The exercise ▸
Reproduce each of the lines below verbatim, omitting the pictures.

Dataset extract ▸
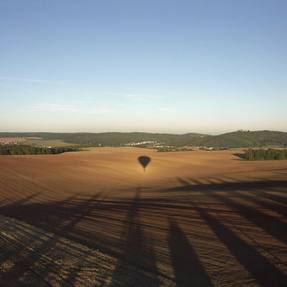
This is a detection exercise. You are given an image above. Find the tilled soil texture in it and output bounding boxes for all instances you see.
[0,148,287,287]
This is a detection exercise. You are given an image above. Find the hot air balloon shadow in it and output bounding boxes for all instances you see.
[138,155,151,171]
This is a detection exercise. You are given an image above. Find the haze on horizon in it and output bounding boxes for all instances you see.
[0,0,287,133]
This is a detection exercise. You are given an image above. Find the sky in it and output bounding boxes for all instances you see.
[0,0,287,134]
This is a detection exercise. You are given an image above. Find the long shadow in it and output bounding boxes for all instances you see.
[168,178,287,195]
[168,220,213,287]
[208,193,287,244]
[258,191,287,205]
[1,196,77,285]
[237,192,287,216]
[171,179,287,244]
[111,188,160,287]
[1,193,103,285]
[197,207,287,287]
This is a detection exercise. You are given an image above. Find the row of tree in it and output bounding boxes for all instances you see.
[0,144,79,155]
[241,149,287,160]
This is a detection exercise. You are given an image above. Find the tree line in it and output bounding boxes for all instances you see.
[0,144,79,155]
[239,149,287,160]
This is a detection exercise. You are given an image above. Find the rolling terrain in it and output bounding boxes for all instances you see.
[0,130,287,148]
[0,148,287,287]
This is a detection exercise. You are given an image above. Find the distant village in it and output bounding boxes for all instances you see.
[0,137,26,145]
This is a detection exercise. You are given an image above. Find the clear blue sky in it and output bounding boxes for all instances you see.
[0,0,287,133]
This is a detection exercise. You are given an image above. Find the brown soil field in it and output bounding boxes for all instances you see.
[0,148,287,287]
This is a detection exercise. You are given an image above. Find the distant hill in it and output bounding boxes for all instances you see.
[202,131,287,148]
[0,131,287,148]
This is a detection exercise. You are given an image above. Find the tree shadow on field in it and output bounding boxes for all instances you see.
[111,188,160,287]
[169,179,287,244]
[0,193,101,286]
[168,219,213,287]
[162,178,287,287]
[197,208,287,287]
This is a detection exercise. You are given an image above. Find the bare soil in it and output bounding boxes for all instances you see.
[0,148,287,287]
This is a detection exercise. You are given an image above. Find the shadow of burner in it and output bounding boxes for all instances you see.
[138,155,151,171]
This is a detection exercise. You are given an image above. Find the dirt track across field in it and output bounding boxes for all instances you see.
[0,148,287,287]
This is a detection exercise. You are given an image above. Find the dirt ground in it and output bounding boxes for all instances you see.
[0,148,287,287]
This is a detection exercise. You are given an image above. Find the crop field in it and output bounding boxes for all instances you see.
[0,148,287,287]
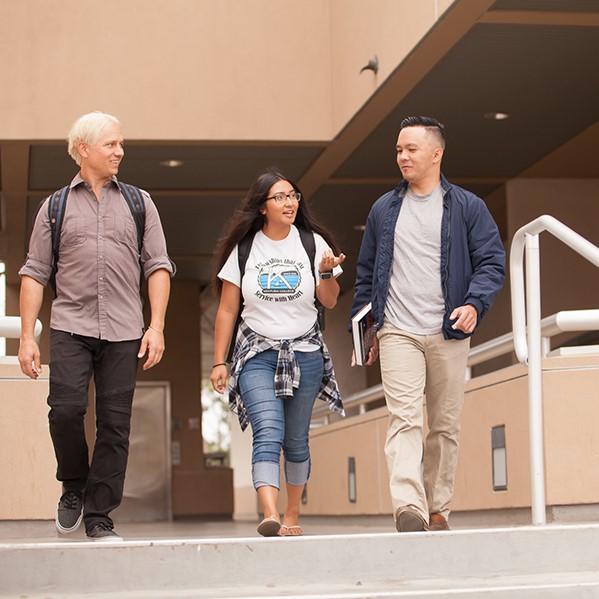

Exercise result ▸
This is a detection exercise. You are given an image above. Find the tilled soil texture in it and output bounding boxes for all instances you see.
[0,148,287,287]
This is a detection exercise. You are given an image above. Find the hot air balloon shadow in it and output bounding boxes for all instances you see.
[138,155,151,171]
This is a detection exercise. You are given an image above. Find the haze on horizon in it and output bounding boxes for all instances you see.
[0,0,287,133]
This is a detection exercise. You are given an image above. Find the sky in it and output bounding boxes for all instances you see.
[0,0,287,134]
This is a detection exercise. You are given an image above. Find the long shadow in it and output bounding boxes for all instances you see.
[168,178,287,195]
[168,220,213,287]
[208,193,287,244]
[258,191,287,205]
[1,196,77,285]
[237,192,287,216]
[171,179,287,244]
[111,188,160,287]
[1,193,103,285]
[197,207,287,287]
This is a detection exercise. You are given an image above. Find the row of tree in it and output bounding boxes for all instances you see.
[0,144,79,155]
[241,149,287,160]
This is a detection exercise. You are given an image above. Find the tree line in it and output bounding boxes for all instances you see.
[0,144,79,155]
[239,149,287,160]
This is a detection exercise. You are given an image above. Find the rolling terrain in it and output bounding boxes for all instances you see.
[0,130,287,148]
[0,148,287,287]
This is a detection exercise. You are given an image above. Find the distant village in it and output bounding boxes for all instances you see.
[0,137,26,145]
This is a detection exercise. You are given an image above. Find the clear blue sky in it and output bounding boxes for all instances you see.
[0,0,287,133]
This is a detection exercise. You are given an image above. Find the brown soil field in it and output bounding boxes for all instances you see.
[0,148,287,287]
This is a detection exercise. You are given an image above. Find the distant hill in it and output bounding boxes for all instances you see.
[202,131,287,148]
[0,131,287,148]
This is a detection exercise. You are given an image above. Find the tree shadow on field in it and output bounding boxes for all instances you see.
[111,188,160,287]
[169,179,287,244]
[0,193,101,286]
[168,219,213,287]
[162,178,287,287]
[197,208,287,287]
This is a detection exercise. You are given an image above. Find the bare soil in it and output bounding boxes for all instances you see.
[0,148,287,287]
This is a detection exercise. You are given an image above. Find the shadow of burner in it and output bounding boxes for all instances you see.
[138,155,151,171]
This is a detection exercise. You are given an image above. Find the dirt track across field in it and output bounding boxes for all instances you see.
[0,148,287,287]
This is a detection exercise. You are given an image above. Find the dirt ground in it and output bounding boxes for all instances you see.
[0,148,287,287]
This is a detection exercise. You are given an image above. Find the crop field in it and output bounding boxes for all instances you see.
[0,148,287,287]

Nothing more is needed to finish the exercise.